◆ **DOCUMENT**:
════════════════════
Although this work focuses on the resolution of the transmit ambiguities and efficient algorithms for doing so, a brief illustration of the impact of transmit ambiguities on localization is given in the following. Figure 13 presents a visual comparison of the degradation in localization performance caused by ID reuse. Black diamonds indicate the anchor node positions, red crosses indicate the estimated sensor mote positions, and green circles indicate the actual sensor mote positions. The blue ellipses denote the 1-standard-deviation regions obtained from 100 simulations of the same true sensor mote positions but with different measurement noise realizations. Figure 13a shows the localization results in the absence of transmit ambiguities for 40 sensor motes. The localization is very stable with respect to measurement noise, and only the outermost sensor motes have visible standard-deviation ellipses. Figure 13b shows the corresponding results for the case in which only 10 DS-CDMA codes are available. Here, the different measurement noise realizations lead to different solutions for the resolution of the transmit ambiguities and, thus, to larger standard-deviation ellipses.

Fig. 13
figure 13

Visualization of localization performance for 40 sensor motes, where a represents the case of unique identification (40 IDs) and b represents the case of only 10 IDs. These localization results were obtained by first resolving the transmit ambiguities and then applying the least-squares approximation presented in [11], where the measurement noise has been set to σ = 0.05

9 Conclusion

In this work, we considered application cases in which unique agent identification is not possible but where localization of the sensor motes is nevertheless required. To address this problem, we proposed an MAP-optimal solution approach that restores the ability to perform localization using well-known and established algorithms. The proposed approach is highly tailored to the considered class of problem instances and, in our MATLAB implementation, shows a speed-up factor of up to 8.55 compared with a commercial ILP solver. The obtained run-time reductions become increasingly relevant as more agents are deployed in the system.

More precisely, we developed an algorithm based on graph decomposition and dynamic programming, and we further extended this algorithm with a backtracking scheme, which achieved additional run-time reductions for the dynamic programming part of up to 48%. Moreover, we investigated the theoretical performance limits of the proposed backtracking scheme, which revealed the potential for additional run-time reduction. Consequently, the proposed framework facilitates efficient solutions to the TARP and offers potential for further enhancements.

9.1 Outlook and future work

In our future work, we are particularly interested in finding more generic and more optimal methodologies to close the gap with respect to the theoretically achievable performance; to this end, we intend to investigate, e.g., machine-learning-based approaches. In addition to improving the optimal algorithms, we also intend to use the presented framework to derive sub-optimal algorithms. Further interest lies in the investigation of extensions to the presented approach to mobile agents.
════════════════════
Stored dataset items:
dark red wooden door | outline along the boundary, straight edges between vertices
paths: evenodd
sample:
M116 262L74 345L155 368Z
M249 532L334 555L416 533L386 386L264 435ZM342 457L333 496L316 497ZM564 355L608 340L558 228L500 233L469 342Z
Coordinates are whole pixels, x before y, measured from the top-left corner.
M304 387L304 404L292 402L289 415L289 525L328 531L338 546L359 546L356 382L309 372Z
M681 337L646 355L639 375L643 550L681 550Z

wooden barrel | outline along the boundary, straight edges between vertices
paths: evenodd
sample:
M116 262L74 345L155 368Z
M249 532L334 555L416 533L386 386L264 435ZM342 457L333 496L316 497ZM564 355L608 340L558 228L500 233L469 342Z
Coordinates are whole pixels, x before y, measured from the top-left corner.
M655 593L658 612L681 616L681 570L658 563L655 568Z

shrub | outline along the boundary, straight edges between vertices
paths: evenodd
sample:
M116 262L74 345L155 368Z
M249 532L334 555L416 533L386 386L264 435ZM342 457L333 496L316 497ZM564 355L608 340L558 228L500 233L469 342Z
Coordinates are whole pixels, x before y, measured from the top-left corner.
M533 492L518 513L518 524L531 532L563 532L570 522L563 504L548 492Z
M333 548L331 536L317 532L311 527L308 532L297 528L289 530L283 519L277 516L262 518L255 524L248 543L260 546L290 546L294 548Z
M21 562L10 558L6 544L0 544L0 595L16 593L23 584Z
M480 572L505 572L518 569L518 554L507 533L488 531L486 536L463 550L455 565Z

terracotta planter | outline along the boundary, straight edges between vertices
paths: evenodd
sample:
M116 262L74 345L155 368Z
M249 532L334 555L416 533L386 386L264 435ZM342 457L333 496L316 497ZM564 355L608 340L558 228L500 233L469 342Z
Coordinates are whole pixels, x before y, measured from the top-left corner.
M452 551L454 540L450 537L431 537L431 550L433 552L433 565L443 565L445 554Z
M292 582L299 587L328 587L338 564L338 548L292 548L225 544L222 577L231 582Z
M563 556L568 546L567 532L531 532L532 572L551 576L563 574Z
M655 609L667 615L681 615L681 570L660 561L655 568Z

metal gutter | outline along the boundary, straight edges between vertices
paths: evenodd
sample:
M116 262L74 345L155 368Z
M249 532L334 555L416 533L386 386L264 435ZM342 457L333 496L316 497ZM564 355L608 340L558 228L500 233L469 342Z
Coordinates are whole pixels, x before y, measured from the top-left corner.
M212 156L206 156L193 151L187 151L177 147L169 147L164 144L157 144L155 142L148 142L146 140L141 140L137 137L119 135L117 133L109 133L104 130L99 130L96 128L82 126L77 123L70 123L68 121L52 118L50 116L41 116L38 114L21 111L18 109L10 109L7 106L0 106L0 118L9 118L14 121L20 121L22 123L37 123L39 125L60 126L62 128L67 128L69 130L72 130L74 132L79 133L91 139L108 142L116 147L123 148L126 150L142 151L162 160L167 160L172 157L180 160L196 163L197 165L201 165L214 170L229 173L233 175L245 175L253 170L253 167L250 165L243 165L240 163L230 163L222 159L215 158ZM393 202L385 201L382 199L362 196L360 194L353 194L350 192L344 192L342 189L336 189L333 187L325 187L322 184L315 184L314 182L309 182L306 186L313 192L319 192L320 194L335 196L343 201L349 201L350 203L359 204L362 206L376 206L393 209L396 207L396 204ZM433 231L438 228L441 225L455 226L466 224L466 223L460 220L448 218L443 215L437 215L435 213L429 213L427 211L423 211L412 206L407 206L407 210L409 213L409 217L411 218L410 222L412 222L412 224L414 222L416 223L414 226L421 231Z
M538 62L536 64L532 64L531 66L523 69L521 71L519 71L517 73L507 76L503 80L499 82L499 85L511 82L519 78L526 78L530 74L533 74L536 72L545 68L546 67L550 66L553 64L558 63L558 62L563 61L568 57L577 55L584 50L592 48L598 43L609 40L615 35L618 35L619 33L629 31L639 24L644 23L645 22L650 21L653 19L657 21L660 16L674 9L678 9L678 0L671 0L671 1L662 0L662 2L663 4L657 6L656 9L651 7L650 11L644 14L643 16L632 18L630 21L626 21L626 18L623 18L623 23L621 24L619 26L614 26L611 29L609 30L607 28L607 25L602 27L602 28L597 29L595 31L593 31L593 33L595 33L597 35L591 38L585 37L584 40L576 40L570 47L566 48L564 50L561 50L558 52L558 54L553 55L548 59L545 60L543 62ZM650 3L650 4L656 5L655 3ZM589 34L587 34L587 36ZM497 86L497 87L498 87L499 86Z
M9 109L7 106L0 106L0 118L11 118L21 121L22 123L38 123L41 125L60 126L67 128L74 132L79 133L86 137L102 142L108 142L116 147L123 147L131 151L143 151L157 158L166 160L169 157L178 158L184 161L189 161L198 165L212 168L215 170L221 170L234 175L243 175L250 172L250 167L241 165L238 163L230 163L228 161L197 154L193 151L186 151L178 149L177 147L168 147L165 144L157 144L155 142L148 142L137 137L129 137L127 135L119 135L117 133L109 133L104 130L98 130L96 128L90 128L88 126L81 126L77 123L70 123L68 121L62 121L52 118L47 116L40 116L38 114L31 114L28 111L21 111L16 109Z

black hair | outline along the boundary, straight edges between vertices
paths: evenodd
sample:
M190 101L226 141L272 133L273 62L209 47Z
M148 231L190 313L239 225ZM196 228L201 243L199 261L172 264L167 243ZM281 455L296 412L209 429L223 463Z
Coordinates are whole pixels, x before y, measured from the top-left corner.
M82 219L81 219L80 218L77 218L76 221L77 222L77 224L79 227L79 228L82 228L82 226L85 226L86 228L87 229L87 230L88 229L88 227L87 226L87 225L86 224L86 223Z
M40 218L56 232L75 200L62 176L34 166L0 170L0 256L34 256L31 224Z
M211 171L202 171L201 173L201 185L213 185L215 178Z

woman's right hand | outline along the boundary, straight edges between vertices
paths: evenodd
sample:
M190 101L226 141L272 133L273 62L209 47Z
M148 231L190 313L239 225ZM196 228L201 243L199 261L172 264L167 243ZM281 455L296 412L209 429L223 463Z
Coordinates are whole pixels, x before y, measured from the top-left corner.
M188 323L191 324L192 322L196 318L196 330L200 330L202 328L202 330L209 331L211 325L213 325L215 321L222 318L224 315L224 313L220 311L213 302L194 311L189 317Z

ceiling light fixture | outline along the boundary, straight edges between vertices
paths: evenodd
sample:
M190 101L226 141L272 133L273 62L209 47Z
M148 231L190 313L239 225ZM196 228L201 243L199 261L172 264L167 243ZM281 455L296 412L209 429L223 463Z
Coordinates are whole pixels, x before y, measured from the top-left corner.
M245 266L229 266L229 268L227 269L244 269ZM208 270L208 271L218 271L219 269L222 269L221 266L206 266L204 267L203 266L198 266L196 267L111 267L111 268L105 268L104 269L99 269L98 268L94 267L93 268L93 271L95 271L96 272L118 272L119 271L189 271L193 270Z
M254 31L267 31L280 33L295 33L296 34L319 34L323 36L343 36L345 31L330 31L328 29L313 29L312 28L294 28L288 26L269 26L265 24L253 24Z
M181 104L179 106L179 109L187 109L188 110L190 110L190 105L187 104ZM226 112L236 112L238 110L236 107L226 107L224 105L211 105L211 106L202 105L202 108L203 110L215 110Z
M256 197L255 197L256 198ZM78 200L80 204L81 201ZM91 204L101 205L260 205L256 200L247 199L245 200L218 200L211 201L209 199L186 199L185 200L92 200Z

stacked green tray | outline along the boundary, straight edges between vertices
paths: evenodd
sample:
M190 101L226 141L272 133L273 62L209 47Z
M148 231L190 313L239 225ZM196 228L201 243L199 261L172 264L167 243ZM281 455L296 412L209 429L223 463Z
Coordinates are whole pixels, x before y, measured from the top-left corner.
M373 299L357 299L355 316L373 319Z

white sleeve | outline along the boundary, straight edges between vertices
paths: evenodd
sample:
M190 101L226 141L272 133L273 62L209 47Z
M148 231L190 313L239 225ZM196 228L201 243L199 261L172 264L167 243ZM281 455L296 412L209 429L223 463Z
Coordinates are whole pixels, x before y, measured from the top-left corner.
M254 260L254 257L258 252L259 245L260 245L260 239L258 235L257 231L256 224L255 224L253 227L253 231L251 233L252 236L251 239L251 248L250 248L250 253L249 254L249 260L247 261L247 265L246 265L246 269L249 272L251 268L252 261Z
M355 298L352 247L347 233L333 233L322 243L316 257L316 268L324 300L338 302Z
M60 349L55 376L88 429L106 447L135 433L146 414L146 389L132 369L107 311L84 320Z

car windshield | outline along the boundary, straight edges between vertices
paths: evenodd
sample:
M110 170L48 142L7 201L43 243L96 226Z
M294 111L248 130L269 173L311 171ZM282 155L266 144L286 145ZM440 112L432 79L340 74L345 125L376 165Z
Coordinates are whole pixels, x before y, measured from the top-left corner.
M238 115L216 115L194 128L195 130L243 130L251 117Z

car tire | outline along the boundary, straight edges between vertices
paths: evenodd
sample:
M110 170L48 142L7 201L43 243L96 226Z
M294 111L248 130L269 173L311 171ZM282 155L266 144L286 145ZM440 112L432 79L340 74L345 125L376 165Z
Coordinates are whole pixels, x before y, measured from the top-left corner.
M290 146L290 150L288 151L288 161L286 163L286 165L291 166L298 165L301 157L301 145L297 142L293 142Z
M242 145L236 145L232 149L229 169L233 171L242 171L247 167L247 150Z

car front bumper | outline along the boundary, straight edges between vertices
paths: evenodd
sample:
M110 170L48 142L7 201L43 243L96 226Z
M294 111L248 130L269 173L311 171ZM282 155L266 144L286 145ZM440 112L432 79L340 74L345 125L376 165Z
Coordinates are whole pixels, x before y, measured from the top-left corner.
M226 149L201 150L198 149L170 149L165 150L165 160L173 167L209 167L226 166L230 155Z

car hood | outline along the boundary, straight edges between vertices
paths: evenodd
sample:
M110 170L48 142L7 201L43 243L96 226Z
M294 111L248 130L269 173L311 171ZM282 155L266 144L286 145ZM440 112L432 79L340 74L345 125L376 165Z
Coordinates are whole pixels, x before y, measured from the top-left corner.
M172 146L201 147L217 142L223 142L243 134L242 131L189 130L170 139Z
════════════════════
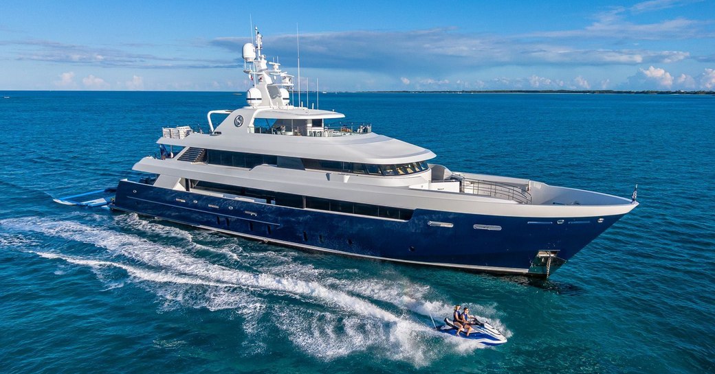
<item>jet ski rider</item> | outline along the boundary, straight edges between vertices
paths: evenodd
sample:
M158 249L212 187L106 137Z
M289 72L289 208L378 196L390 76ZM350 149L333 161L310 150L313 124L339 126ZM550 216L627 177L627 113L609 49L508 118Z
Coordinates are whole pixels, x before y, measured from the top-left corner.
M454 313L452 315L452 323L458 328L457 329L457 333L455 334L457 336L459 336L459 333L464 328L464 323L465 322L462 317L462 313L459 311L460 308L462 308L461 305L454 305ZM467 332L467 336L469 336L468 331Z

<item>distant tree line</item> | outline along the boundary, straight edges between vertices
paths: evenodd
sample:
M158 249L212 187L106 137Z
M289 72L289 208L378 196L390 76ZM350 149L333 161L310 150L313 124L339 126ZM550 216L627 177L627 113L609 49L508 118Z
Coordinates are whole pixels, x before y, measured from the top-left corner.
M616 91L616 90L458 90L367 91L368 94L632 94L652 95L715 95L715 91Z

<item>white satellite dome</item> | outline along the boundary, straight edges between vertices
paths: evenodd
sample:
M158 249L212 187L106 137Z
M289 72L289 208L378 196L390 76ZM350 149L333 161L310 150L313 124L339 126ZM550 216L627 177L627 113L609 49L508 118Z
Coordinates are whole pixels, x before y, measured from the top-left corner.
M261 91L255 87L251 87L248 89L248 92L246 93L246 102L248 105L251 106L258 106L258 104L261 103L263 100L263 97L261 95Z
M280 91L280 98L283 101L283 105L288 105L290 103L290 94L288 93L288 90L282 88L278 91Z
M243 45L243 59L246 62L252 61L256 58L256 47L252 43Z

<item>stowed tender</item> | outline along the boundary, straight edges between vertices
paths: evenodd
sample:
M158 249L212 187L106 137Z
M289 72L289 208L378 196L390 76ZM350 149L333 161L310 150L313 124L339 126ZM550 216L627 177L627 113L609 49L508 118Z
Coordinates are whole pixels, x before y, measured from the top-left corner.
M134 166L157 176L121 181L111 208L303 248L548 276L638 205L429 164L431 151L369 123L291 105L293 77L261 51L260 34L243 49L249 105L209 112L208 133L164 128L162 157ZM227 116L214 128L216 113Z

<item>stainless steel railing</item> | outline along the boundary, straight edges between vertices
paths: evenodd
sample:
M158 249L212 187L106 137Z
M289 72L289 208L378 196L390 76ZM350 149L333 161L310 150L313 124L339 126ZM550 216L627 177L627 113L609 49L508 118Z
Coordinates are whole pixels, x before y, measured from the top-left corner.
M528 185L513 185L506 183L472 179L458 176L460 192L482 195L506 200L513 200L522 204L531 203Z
════════════════════
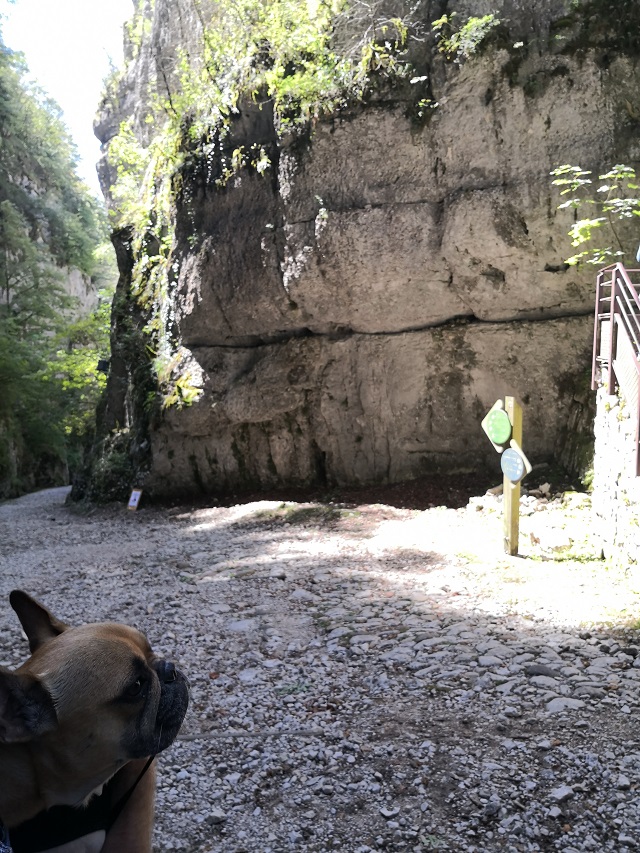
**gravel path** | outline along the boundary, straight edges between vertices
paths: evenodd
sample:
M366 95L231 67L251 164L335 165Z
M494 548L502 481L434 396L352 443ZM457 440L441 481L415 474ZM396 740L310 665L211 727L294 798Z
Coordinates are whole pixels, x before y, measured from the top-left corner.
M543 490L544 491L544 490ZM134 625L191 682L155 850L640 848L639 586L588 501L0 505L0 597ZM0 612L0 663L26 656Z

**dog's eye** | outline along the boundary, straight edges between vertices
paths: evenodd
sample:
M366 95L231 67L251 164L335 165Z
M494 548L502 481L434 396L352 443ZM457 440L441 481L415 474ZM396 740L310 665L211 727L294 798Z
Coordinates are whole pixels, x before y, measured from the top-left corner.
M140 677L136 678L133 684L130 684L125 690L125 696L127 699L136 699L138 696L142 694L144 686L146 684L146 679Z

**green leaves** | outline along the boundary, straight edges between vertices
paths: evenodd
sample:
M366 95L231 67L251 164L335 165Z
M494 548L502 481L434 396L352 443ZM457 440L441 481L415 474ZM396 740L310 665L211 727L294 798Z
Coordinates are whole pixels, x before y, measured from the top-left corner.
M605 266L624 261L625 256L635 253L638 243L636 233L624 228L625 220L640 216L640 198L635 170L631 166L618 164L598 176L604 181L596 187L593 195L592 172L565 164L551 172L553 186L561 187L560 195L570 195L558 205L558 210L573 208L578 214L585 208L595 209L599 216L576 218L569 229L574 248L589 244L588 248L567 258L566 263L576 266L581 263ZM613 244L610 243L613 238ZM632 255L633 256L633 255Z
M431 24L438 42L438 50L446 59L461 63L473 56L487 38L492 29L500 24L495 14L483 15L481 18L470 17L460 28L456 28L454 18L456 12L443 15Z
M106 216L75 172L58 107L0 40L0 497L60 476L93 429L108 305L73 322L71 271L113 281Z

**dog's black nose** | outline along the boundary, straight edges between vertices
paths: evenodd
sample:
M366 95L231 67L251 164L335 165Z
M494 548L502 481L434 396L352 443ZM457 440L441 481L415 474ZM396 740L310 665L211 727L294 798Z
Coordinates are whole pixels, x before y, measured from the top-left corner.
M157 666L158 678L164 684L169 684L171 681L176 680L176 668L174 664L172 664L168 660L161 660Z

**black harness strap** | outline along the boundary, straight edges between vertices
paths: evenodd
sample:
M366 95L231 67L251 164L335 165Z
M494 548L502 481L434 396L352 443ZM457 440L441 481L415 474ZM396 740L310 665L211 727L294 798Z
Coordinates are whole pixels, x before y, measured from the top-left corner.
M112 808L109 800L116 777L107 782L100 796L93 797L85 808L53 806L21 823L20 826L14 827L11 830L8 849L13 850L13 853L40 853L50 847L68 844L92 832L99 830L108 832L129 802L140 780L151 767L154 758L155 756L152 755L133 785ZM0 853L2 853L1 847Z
════════════════════
◆ **WHAT YOU WILL DO**:
1) Answer these questions about the text on transmit ambiguities in sensor mote localization:
(a) In Figure 13, what do the green circles indicate?
(b) Compared with a commercial ILP solver, what speed-up factor does the MATLAB implementation show?
(c) What kind of approaches does the future work intend to investigate to close the gap to the theoretically achievable performance?
2) Extend the text on transmit ambiguities in sensor mote localization, starting after its final sentence.

◆ **ANSWERS FOR THE TASKS**:
1)
(a) The actual sensor mote positions.
(b) Up to 8.55.
(c) Machine-learning-based approaches.

2)
10 Appendix 1

10.1 Detailed example: from cliques to backtracking

In this appendix, we present a detailed example to illustrate the discussed algorithms, including the following:

  1. 1.

    Input: An exemplary problem instance that is specified by cliques and the vertices’ clique memberships.

  2. 2.

    k-ambiguity tree construction: For a specific choice of cliques as leaves of the k-ambiguity tree, the computation of the labels, and additionally introduced edges.

  3. 3.

    Backtracking: An exemplary computation of a data structure element by the backtracking algorithm.

10.1.1 The problem input

The cliques and the vertices’ clique memberships are given in Fig. 14 and Table 3, respectively. For brevity, we restrict ourselves to only one branch of the complete tree, which contains the vertices listed in Table 3.

Fig. 14
figure 14

Example input: cliques \(\mathcal {C}_{i}\), i=1,…,9. Note that these cliques are the actual input to the algorithm and do not need to be obtained beforehand

Table 3 Vertices’ clique memberships for the example in Fig. 14

10.1.2 k-ambiguity tree construction

As mentioned in Section 5.2, cliques are chosen as leaves of the tree to minimize the number of labels. A realization of the k-ambiguity tree is presented in Fig. 15. Note that at every tree node, different labels (colors) are used to identify the vertices.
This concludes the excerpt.